Stored items from a collection
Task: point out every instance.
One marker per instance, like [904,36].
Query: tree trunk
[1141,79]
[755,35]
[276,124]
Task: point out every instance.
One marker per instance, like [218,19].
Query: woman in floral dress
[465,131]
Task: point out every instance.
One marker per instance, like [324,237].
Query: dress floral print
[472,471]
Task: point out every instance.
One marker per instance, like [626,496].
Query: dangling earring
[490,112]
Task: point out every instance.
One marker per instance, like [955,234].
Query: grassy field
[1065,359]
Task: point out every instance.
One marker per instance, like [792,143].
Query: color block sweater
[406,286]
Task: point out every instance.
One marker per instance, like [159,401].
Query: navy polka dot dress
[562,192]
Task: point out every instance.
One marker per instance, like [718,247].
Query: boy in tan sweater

• _Exercise requirements_:
Send back exactly the lines from the line with "Query: color block sweater" through the end of the records.

• _Answer to this task_:
Query: color block sweater
[406,286]
Task: point out every instance.
One marker per instance, like [159,401].
Query: navy polka dot dress
[562,192]
Task: point out every instance.
One marker per instance, like [718,247].
Query: boy in tan sweater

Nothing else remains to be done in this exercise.